Look through the entries below and extract exactly the lines from the one containing "Please locate the large tree" through the one containing "Target: wall-mounted air conditioner", ends included.

### TASK MATERIAL
=-=-=-=-=

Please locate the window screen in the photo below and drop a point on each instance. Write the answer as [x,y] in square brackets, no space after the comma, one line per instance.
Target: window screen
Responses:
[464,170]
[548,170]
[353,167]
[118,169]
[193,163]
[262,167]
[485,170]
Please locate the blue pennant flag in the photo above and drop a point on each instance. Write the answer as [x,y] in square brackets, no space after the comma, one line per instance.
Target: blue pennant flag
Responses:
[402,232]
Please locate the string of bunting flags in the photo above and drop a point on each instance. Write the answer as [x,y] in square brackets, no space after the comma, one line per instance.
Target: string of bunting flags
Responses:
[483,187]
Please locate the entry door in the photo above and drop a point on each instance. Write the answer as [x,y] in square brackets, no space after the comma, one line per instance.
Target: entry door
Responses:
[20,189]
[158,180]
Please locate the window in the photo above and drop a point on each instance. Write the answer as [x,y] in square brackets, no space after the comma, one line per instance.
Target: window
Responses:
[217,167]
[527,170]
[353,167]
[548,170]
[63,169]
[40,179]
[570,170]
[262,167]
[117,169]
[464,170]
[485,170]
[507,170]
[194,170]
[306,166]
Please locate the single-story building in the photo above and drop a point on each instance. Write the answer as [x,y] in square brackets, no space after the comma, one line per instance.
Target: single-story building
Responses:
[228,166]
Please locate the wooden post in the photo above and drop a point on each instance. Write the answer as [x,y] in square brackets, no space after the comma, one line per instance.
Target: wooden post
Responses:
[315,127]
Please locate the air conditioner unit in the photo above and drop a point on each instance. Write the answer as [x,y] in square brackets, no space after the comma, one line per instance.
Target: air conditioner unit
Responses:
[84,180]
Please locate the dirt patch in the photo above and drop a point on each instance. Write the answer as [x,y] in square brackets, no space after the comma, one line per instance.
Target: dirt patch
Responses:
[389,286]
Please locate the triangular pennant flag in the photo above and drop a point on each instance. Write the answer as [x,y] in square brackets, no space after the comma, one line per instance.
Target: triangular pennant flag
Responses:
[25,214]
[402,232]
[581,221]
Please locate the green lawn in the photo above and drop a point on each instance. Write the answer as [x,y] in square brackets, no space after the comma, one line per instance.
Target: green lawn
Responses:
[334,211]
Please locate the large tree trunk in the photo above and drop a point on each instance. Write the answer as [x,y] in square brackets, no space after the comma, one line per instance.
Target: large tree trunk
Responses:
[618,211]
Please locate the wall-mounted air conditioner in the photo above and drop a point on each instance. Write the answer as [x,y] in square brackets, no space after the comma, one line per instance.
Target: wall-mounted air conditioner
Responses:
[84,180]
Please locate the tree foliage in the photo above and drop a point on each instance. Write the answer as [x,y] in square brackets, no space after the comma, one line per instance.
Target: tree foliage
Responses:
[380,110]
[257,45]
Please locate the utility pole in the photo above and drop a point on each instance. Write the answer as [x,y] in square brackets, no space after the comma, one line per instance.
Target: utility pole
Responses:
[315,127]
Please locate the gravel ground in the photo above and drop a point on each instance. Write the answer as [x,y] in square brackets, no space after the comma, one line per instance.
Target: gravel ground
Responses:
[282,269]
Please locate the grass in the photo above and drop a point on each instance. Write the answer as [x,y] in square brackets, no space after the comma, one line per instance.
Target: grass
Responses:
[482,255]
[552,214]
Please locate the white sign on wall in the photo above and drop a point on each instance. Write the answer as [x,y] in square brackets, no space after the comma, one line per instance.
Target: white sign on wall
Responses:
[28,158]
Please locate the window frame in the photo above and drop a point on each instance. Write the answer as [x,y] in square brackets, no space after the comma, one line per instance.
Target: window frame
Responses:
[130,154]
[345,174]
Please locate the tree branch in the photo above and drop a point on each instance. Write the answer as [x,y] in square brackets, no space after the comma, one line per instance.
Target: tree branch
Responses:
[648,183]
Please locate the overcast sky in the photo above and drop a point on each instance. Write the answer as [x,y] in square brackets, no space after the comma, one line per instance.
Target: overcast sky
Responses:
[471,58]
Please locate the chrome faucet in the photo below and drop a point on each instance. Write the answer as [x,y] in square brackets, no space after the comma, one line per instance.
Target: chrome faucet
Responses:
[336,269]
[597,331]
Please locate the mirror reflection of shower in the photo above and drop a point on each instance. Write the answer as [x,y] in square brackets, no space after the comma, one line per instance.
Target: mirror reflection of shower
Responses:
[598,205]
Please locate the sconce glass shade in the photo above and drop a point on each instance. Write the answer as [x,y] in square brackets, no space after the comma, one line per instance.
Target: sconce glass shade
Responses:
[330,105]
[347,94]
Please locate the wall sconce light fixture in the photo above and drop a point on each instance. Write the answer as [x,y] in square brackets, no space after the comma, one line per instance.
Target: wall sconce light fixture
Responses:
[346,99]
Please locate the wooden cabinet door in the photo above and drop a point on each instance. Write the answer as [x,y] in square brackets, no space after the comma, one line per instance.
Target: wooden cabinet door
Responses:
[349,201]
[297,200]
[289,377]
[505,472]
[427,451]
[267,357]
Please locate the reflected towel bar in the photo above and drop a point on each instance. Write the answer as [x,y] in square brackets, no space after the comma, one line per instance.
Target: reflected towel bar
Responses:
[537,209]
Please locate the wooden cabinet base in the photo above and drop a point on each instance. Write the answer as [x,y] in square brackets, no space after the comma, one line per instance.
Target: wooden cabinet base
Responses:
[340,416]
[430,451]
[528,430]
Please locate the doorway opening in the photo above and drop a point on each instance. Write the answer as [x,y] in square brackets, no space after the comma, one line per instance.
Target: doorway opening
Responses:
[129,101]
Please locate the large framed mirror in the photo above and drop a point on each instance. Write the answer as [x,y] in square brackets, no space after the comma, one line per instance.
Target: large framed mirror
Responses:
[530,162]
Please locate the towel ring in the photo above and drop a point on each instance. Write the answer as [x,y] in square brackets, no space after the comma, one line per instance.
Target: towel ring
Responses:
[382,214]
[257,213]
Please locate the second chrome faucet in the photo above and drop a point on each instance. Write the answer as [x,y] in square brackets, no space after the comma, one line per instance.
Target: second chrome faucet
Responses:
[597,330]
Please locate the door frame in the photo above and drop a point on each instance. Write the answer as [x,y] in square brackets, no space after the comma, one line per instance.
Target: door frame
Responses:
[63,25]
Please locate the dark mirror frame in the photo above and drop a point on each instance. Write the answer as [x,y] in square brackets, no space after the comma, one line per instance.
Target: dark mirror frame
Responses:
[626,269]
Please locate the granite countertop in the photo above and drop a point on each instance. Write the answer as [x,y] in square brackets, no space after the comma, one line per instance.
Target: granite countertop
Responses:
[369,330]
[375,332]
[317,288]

=-=-=-=-=

### RESULT OF THIS EXERCISE
Please locate the large tree trunk in the photo above and drop a point on each instance. Write the answer as [x,y] in square brackets, no space after the comma, one line per instance.
Target: large tree trunk
Responses:
[618,211]
Please locate the wall-mounted air conditioner in the photo above and drop a point on each instance. Write the answer as [x,y] in square brackets, no space after the comma, one line per instance.
Target: wall-mounted air conditioner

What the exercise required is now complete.